— REQUIRED ACTION —
Filter the entries for the word "flooded". Copy each line that has it.

— RAW DATA —

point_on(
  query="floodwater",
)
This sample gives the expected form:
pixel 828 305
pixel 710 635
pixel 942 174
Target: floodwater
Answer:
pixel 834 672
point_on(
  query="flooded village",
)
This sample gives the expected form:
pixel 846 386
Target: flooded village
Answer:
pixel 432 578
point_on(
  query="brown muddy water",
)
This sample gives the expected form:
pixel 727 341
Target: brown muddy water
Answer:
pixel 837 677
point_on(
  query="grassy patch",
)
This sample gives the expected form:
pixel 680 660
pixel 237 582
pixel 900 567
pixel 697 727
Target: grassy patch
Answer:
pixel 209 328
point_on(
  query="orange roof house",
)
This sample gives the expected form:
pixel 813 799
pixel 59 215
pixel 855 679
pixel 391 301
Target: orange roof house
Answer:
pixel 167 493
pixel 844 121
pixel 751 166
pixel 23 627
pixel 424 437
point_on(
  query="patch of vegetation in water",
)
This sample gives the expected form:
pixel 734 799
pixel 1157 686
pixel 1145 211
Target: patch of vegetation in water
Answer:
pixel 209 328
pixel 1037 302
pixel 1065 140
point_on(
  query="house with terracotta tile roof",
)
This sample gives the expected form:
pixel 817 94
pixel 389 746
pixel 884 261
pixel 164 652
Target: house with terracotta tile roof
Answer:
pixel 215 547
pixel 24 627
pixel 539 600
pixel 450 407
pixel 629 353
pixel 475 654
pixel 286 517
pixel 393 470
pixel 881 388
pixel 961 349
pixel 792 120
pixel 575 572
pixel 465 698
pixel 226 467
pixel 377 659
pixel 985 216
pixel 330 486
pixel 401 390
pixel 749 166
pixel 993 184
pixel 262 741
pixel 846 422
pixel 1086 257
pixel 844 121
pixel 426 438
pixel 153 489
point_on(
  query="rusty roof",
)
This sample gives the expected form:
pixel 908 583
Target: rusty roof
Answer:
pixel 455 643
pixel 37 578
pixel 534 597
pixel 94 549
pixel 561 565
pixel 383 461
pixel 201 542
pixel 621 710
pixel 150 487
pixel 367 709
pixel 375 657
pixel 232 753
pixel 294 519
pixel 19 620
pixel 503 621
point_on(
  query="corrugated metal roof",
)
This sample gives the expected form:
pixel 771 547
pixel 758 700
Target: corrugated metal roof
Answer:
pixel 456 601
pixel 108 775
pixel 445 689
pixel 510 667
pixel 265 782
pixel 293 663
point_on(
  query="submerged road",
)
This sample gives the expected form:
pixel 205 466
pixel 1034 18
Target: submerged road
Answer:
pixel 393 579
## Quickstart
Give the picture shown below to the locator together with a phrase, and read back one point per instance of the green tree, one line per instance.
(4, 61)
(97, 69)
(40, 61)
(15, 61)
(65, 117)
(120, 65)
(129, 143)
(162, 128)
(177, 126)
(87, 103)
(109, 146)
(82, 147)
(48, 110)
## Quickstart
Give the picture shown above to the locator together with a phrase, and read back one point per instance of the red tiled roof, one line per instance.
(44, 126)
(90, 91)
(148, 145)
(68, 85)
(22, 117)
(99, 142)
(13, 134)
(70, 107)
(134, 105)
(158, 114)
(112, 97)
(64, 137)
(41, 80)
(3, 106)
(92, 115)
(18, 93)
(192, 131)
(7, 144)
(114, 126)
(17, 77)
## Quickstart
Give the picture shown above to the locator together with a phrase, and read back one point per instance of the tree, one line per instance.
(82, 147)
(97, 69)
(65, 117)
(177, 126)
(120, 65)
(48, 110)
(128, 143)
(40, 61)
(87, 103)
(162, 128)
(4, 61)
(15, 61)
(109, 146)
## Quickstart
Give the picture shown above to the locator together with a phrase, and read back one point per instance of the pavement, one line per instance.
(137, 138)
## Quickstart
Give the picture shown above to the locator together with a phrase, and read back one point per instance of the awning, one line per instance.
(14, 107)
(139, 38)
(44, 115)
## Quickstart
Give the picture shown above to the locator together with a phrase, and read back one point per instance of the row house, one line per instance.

— TASK OUTPUT —
  query="flooded village",
Target: flooded village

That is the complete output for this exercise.